-------- Source passage

The Ape Man is a typical example of the kinds of movies poor Bela Lugosi had found himself in after his period of fame had waned. Big name studios didn't really want anything to do with him, while smaller scale ones were all too happy to take on a well known name to fill as many seats as possible for their cheapie horror films.

The story here is pretty lacklustre, and quite simple, though the hour long runtime makes that a bit less annoying. I do with there was a little more to the plot, but I fear that's asking too much of something like this.

Dr. Jim Brewster (Jim?!) is a tormented and desperate lead, and by focusing so much time on him while in a sound(ish) state of mind, we get plenty of time to explore his inner turmoil and develop his character, before he goes ape-crazy. Unfortunately, the film ends up veering a bit in the other direction. Sure, the doc is villainous for much of the movie, killing people, but he's doing so for their spinal fluid, and rarely has the ape-crazy freakouts he feared so much, and nothing really comes from the possibility of him losing his senses.

One thing I dug is Agatha's personal and professional fascination with ghosts, which isn't of any importance to the plot, but fleshes her out. I like that the writer felt the need to give this supporting character such a distinctive hobby, and it helps her have a bit more personality than she otherwise would have. Funnily enough, the ghostly record scene is probably the spookiest thing in the movie!

The reporter and the dame are your typical heroes in a story like this, and they work as audience surrogates, even if we know far more than they do about the proceedings. I actually found it a little fun watching them play catch-up, realizing what was going on.

The whole movie we see a bizarre man watching on, and bugging the players, and his appearances culminate in a truly bizarre ending! I would've loved to see theatrical screenings of this film back in the day. Either the audiences were laughing, or they would've been pissed! Maybe throwing popcorn at the screen even, though it's not that bad.

----------------

* **Complete the following**:
1. List every character from the film that the movie review above mentions, not counting actors.
2. Using the movie review above, answer these:
(a) How long is the film's runtime?
(b) What does the doctor kill people for?
(c) What is Agatha fascinated with?

-------- Listed records

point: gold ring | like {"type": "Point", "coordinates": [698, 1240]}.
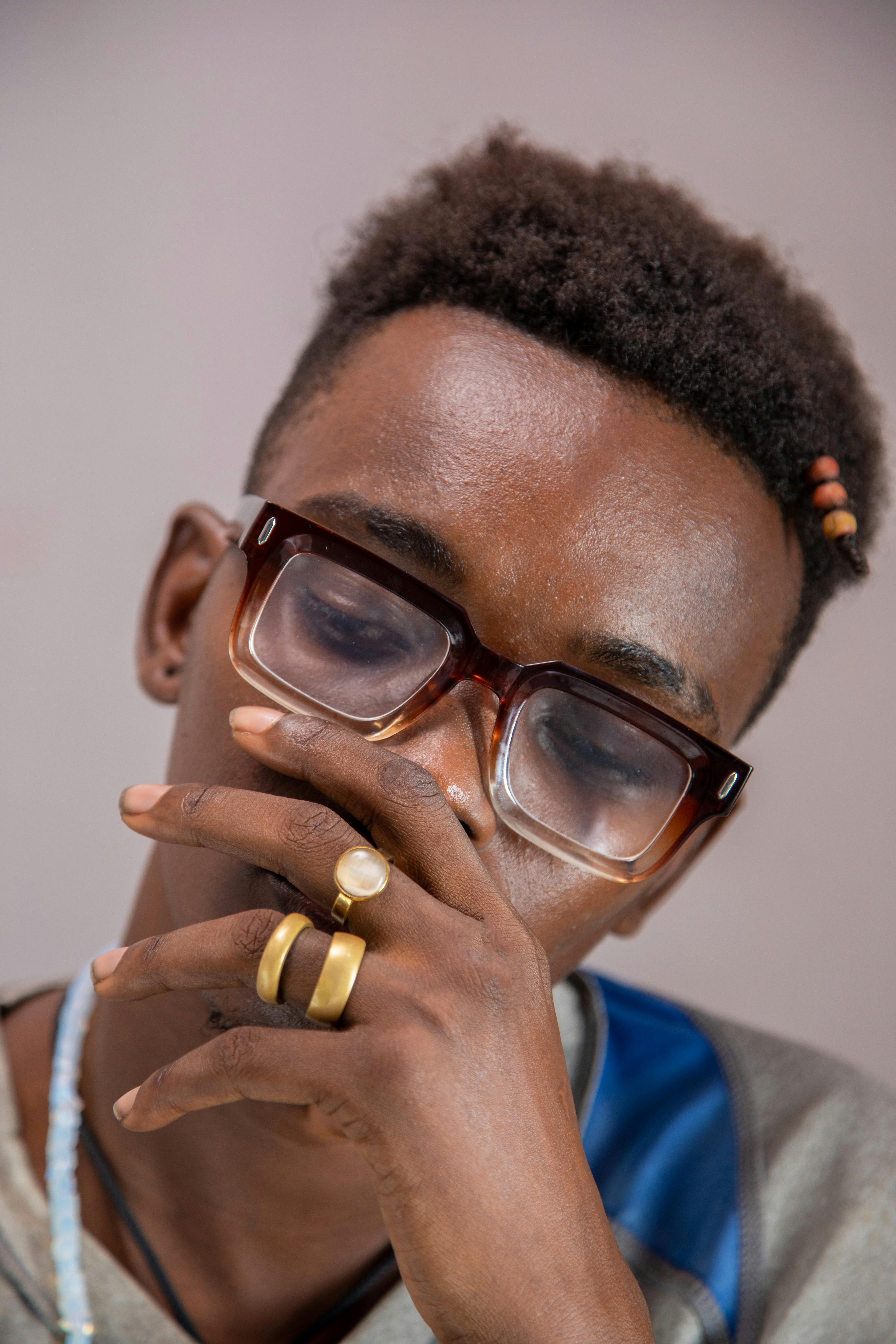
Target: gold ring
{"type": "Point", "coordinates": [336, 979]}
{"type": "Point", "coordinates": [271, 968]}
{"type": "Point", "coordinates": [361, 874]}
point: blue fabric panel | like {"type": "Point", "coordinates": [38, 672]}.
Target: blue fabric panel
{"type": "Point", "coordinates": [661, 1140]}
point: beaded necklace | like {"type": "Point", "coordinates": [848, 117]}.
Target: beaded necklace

----------------

* **Task results**:
1.
Dr. Jim Brewster
Agatha
the reporter
the dame
the bizarre man who watches on and bugs the players

2.
(a) About an hour.
(b) Their spinal fluid.
(c) Ghosts.